| DOCUMENT |
┌────────
La situation politique italienne est marquée par un mouvement nouveau et particulier, celui des « sardines », qui a vu descendre dans la rue, au total, plusieurs centaines de milliers de personnes, dont beaucoup de jeunes, et qui a culminé lors de la grande manifestation de Rome du 14 décembre.
Pour comprendre ce qui se passe, il faut prendre en compte deux éléments : d’une part, l’importance et le côté positif de ces manifestations sociales contre le fascisme et le racisme malgré le caractère général des revendications et, d’autre part, les buts visés par les initiateurs de ce mouvement, liés au Parti démocrate et soutenus par un journal comme la Repubblica, et la façon dont ils le gèrent.
Degré de politisation faible
Ce n’est pas par hasard si ce mouvement est né à Bologne, en Émilie-Romagne, région gouvernée depuis l’après-guerre par le PCI puis par les différentes combinaisons politiques de centre-gauche. Dans cette région, le 26 janvier, on votera pour l’élection du Conseil régional et de son président et, pour la première fois, les partis de droite, la Ligue de Salvini en tête, peuvent gagner, ce qui signerait la défaite du Parti démocrate et probablement la chute du gouvernement Conte 2, dirigé par le Parti démocrate et le Mouvement 5 étoiles. On voit bien pourquoi le Parti démocrate accorde autant d’intérêt au mouvement des sardines.
Mais il n’en demeure pas moins qu’à Rome, comme lors des autres occupations de places par les sardines, nous avons assisté à une réaction positive et massive contre la montée du racisme, du poison réactionnaire et du nationalisme souverainiste de Salvini et de la droite, dans la société et les institutions, et les jeunes ont été en première ligne.
Le degré de politisation de ce mouvement est encore faible, et ses organisateurs cherchent volontairement à le maintenir à un niveau de critique générale et superficielle des accents de haine et d’inhumanité des droites réactionnaires, de défense du cadre démocratique constitutionnel, c’est-à-dire une bataille menée au simple niveau de l’opinion publique (ce n’est pas par hasard qu’il ne s’agit pas de défilés mais seulement de rassemblements de quelques heures sur les places, avec de la musique et des interventions générales depuis des tribunes).
On n’avance pas d’objectifs clairs et on ne propose pas non plus – et encore moins – des lieux de discussion et d’approfondissement d’une plateforme revendicative qui pourrait mettre en difficulté le gouvernement Conte bis qui, sur la plupart des sujets, reste dans la continuité des politiques du premier gouvernement Conte, soutenu par la Ligue de Salvini.
Radicaliser les exigences
La Parti démocrate craint en fait une radicalisation des mots d’ordre et une critique des politiques néolibérales d’austérité qu’il a lui-même menées et qui ont provoqué le malaise social qui a permis aux différentes droites de se développer. Le groupe des organisateurs bolonais agit de façon cohérente par rapport à cette exigence. Sa verticalité extrême n’est donc pas un élément anecdotique, elle répond à une logique et à un choix précis : empêcher que des lieux de discussions et de débat, publics, ouverts et démocratiques, favorisent la confrontation entre des idées et des positions politiques différentes, qui correspondent aussi à des intérêts sociaux différents.
└────────
| OBJECTIF VISÉ 1 |
D'après l'article sur le mouvement des sardines, dans quelle ville ce mouvement est-il né ?

| ENTRÉES DISPONIBLES |
┌────────
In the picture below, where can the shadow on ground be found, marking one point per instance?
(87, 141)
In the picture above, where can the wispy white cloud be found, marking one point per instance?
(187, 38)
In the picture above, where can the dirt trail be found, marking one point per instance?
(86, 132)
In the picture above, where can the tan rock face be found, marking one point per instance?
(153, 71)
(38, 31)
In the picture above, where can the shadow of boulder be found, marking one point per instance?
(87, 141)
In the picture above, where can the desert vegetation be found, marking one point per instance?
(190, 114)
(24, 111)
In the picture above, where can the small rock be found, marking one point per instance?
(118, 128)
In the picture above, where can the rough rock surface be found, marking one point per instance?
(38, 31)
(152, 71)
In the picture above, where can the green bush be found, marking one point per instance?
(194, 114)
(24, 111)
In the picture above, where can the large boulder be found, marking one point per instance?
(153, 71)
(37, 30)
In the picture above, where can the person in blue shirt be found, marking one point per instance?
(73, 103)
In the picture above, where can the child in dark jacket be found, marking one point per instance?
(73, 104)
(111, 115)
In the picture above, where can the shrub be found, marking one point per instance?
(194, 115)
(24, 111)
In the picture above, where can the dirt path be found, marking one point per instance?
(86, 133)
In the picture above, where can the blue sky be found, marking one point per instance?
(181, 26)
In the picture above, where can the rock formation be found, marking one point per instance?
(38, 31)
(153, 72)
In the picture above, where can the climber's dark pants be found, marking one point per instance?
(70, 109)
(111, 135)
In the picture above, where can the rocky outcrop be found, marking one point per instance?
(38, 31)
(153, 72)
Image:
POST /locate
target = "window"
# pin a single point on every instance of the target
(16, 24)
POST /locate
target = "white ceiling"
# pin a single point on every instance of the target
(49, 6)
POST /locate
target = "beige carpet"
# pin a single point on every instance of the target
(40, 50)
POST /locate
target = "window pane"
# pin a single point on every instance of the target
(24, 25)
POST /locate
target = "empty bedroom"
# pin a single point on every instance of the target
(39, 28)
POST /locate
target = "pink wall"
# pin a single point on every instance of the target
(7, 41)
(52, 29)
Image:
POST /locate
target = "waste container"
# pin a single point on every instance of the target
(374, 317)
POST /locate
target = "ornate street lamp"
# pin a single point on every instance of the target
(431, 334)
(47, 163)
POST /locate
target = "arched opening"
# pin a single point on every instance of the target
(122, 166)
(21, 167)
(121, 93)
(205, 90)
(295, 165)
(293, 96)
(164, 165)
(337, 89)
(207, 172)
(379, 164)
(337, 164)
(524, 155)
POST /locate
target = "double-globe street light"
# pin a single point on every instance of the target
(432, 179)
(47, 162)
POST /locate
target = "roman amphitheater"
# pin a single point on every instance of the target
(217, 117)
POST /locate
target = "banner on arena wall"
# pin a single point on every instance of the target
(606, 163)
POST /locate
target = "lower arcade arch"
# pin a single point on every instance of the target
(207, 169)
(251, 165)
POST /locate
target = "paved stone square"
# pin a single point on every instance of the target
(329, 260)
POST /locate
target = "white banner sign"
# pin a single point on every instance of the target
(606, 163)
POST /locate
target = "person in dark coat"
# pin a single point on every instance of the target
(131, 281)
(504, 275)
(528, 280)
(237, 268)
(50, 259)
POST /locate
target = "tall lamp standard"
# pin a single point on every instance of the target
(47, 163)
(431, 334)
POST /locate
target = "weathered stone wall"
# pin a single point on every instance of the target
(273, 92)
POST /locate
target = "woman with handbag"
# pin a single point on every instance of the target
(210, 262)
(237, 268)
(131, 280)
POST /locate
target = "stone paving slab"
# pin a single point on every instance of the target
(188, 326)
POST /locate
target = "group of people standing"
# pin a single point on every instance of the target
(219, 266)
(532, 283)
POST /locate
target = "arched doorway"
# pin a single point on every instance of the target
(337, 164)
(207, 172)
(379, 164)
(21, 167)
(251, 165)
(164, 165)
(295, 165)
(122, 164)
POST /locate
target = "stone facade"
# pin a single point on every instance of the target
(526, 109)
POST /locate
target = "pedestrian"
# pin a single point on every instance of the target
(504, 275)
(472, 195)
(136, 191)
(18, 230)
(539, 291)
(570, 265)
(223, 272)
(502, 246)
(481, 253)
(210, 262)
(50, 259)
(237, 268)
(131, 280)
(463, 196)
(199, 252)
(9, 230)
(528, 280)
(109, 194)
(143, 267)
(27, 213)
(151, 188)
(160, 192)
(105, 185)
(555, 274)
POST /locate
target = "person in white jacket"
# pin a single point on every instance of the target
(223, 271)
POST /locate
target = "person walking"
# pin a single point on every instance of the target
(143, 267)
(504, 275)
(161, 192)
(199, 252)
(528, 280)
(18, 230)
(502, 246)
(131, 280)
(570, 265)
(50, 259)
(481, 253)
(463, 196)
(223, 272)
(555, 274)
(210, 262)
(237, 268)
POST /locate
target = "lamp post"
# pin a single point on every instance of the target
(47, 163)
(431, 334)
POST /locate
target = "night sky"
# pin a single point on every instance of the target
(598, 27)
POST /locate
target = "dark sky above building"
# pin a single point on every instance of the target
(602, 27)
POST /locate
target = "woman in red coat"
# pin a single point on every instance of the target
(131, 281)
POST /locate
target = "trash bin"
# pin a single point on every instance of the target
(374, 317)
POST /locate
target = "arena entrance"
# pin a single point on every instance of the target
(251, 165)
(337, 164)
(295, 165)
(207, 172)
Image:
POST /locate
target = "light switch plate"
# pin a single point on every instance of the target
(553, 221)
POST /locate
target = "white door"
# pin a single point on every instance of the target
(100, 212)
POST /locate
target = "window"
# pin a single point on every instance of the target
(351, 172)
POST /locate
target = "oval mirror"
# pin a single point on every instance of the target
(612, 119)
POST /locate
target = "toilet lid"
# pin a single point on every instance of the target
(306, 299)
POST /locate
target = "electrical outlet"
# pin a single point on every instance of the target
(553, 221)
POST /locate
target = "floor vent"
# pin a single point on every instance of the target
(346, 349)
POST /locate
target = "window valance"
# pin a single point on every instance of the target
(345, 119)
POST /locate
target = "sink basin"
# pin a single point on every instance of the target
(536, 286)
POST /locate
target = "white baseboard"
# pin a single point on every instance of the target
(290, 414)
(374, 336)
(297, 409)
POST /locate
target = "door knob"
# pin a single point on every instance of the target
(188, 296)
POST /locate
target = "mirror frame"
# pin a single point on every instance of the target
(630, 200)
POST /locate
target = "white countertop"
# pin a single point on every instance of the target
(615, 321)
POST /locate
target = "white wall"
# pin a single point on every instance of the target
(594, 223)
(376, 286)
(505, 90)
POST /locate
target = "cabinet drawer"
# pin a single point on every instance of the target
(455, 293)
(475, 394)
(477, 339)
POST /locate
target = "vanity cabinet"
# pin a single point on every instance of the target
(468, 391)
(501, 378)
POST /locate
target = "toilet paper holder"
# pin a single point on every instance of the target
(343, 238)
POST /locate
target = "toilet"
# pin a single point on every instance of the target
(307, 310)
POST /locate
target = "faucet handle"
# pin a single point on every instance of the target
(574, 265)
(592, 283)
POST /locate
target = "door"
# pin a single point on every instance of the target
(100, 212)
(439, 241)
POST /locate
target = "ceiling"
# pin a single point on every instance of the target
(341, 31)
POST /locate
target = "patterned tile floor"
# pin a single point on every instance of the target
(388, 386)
└────────
| OBJECTIF VISÉ 2 |
Repérez dans les entrées chaque ligne qui contient le mot "blue", puis recopiez-les toutes. Respectez la casse.

| RÉPONSE COMPLÈTE 1 |
À Bologne, en Émilie-Romagne.

| RÉPONSE COMPLÈTE 2 |
In the picture above, where can the person in blue shirt be found, marking one point per instance?
In the picture above, where can the blue sky be found, marking one point per instance?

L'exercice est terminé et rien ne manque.